Would you reproduce all of the entries exactly?

STUDY MATERIAL ->
——

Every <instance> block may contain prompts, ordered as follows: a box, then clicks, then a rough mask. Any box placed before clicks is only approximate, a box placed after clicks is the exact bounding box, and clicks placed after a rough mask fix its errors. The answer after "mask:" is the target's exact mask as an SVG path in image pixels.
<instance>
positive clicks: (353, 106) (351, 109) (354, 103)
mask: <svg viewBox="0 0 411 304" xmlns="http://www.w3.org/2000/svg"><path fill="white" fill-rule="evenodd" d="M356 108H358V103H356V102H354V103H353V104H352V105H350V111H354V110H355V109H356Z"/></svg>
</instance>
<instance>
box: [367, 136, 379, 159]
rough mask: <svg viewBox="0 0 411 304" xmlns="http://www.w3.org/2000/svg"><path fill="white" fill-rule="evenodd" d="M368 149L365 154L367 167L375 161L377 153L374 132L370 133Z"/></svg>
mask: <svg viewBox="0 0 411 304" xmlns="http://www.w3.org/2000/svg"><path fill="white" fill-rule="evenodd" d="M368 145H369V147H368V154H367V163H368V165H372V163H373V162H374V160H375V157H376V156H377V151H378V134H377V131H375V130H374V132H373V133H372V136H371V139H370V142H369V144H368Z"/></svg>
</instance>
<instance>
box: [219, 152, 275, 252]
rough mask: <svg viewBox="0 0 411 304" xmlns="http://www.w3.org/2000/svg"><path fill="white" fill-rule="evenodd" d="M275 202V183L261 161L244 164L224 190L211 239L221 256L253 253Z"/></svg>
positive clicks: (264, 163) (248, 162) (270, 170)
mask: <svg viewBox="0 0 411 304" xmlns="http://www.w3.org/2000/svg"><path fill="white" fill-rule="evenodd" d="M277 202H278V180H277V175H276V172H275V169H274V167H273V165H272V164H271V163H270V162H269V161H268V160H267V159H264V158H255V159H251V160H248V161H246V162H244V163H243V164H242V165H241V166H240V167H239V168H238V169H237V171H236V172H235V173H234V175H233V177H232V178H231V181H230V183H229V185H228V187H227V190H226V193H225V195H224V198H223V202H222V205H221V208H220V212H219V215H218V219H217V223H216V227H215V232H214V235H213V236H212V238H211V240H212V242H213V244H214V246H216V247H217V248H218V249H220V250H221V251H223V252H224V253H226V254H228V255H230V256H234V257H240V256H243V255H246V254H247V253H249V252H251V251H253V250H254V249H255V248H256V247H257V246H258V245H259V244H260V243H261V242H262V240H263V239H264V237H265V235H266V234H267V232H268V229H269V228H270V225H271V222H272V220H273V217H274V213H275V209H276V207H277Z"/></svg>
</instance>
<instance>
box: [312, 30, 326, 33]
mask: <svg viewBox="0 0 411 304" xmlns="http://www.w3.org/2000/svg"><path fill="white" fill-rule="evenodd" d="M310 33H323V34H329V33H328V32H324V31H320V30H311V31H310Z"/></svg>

——

ANSWER SPACE ->
Every <instance> block may contain prompts, ordered as follows: a box, then clicks, then a rough mask. Any box placed before clicks is only approximate, a box placed after clicks is the exact bounding box, and clicks placed after a rough mask fix its errors. The answer after "mask:" is the target's exact mask as an SVG path in image pixels.
<instance>
positive clicks: (353, 106) (351, 109) (354, 103)
mask: <svg viewBox="0 0 411 304" xmlns="http://www.w3.org/2000/svg"><path fill="white" fill-rule="evenodd" d="M356 108H358V103H356V102H354V103H353V104H352V105H350V111H354V110H355V109H356Z"/></svg>
</instance>
<instance>
box: [367, 136, 379, 159]
rough mask: <svg viewBox="0 0 411 304" xmlns="http://www.w3.org/2000/svg"><path fill="white" fill-rule="evenodd" d="M368 149L365 154L367 167L375 161L377 153L374 132L370 133Z"/></svg>
mask: <svg viewBox="0 0 411 304" xmlns="http://www.w3.org/2000/svg"><path fill="white" fill-rule="evenodd" d="M368 145H369V147H368V154H367V163H368V165H372V163H373V162H374V160H375V157H376V156H377V151H378V134H377V131H375V130H374V132H373V133H372V136H371V139H370V142H369V144H368Z"/></svg>
</instance>
<instance>
box: [219, 152, 275, 252]
rough mask: <svg viewBox="0 0 411 304" xmlns="http://www.w3.org/2000/svg"><path fill="white" fill-rule="evenodd" d="M275 202V183L261 161L244 164L224 190L211 239L221 256L253 253Z"/></svg>
positive clicks: (264, 163) (248, 162) (270, 170)
mask: <svg viewBox="0 0 411 304" xmlns="http://www.w3.org/2000/svg"><path fill="white" fill-rule="evenodd" d="M277 202H278V180H277V175H276V172H275V169H274V167H273V165H272V164H271V163H270V162H269V161H268V160H267V159H264V158H255V159H251V160H248V161H246V162H244V163H243V164H242V165H241V166H240V167H239V168H238V169H237V171H236V172H235V173H234V175H233V177H232V178H231V181H230V183H229V185H228V187H227V190H226V193H225V195H224V198H223V202H222V205H221V208H220V212H219V215H218V219H217V223H216V227H215V232H214V235H213V236H212V238H211V240H212V242H213V244H214V246H216V247H217V248H218V249H220V250H221V251H223V252H224V253H226V254H228V255H230V256H234V257H240V256H243V255H246V254H247V253H249V252H251V251H253V250H254V249H255V248H256V247H257V246H258V245H259V244H260V243H261V242H262V240H263V239H264V237H265V235H266V234H267V232H268V229H269V228H270V225H271V222H272V220H273V217H274V213H275V209H276V207H277Z"/></svg>
</instance>
<instance>
box: [312, 30, 326, 33]
mask: <svg viewBox="0 0 411 304" xmlns="http://www.w3.org/2000/svg"><path fill="white" fill-rule="evenodd" d="M310 33H323V34H329V33H328V32H324V31H320V30H311V31H310Z"/></svg>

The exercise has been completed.